[EXERCISE GOAL]: In the RBI policy notes below, list every factor that is expected to kick-start a long-awaited revival.

[TEXT PASSAGE]:
================================

    • Bank Rate- 4.25%.
  • GDP Projection:
  • Inflation:.
  • Variable Rate Reverse Repos:
    • In order to absorb additional liquidity in the system, the RBI announced conducting a Variable Rate Reverse Repo (VRRR) program due to the higher yield prospects as compared to the fixed rate overnight reverse repo.
      • The RBI has decided to increase the quantum under the VRRR to Rs 4 trillion in a phased manner.
    • It also extended the liquidity support to banks to lend to stressed businesses by another three months to 31th December 2021.
  • Interest Rates:
    • Elevated inflation level and delayed recovery in the economy has prompted the panel to keep rates steady. Interest rates in the banking system are expected to remain stable in the next couple of months.
      • Recovery faced rough weather due to the Covid second wave and lockdowns in states
  • Accommodative Stance:
    • It decided to continue with an accommodative stance as long as necessary to revive and sustain growth on a durable basis and continue to mitigate the impact of Covid-19 on the economy, while ensuring that inflation remains within the target going forward.
      • An accommodative stance means a central bank will cut rates to inject money into the financial system whenever needed.
  • Optimism For Recovery:
    • Resilient Demand:
      • After the second wave of infections, domestic economic activity had started to recover with accelerated vaccination.
    • Economic Package:
      • Although investment demand is still anaemic, improving capacity utilisation, rising steel consumption, higher imports of capital goods, congenial monetary and financial conditions and the economic packages announced by the central government are expected to kick-start a long-awaited revival.

================================

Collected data
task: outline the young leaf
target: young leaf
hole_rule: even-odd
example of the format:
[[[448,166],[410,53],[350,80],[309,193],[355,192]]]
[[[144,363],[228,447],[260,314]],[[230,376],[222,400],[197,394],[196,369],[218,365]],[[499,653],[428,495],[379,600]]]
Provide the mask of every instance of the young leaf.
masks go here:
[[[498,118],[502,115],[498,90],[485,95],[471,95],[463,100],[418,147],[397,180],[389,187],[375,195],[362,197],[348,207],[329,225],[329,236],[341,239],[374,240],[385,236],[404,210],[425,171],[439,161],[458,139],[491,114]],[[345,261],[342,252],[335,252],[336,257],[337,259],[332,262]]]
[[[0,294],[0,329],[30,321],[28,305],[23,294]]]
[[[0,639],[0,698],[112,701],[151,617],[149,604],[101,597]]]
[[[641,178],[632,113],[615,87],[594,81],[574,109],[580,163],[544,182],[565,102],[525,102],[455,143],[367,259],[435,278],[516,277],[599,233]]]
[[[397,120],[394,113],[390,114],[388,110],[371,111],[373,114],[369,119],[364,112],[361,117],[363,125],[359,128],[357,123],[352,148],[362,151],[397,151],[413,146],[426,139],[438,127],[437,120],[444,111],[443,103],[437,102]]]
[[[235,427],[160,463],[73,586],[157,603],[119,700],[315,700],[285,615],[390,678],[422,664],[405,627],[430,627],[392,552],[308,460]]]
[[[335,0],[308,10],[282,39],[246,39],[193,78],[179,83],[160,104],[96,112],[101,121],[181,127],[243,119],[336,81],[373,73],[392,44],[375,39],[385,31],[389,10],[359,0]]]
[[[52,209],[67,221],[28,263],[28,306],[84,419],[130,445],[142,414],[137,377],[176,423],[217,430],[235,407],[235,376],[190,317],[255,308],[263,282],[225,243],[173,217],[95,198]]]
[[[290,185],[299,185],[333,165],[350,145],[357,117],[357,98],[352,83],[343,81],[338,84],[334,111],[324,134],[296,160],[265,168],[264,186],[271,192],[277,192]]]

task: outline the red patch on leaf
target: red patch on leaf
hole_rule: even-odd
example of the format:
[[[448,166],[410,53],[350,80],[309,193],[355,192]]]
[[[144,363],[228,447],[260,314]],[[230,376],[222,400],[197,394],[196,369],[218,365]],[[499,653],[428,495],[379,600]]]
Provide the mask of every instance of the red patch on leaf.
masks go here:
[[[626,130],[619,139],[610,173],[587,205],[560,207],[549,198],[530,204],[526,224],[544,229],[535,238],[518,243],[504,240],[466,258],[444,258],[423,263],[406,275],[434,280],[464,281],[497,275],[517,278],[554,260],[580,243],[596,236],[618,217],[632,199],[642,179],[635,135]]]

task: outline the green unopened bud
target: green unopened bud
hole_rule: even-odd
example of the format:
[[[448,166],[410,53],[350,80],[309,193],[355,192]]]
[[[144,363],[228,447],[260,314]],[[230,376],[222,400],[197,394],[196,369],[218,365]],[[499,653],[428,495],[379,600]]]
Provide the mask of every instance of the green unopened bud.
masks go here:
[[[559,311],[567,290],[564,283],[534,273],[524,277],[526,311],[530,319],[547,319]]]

================================

[REPLY]:
- improving capacity utilisation
- rising steel consumption
- higher imports of capital goods
- congenial monetary and financial conditions
- the economic packages announced by the central government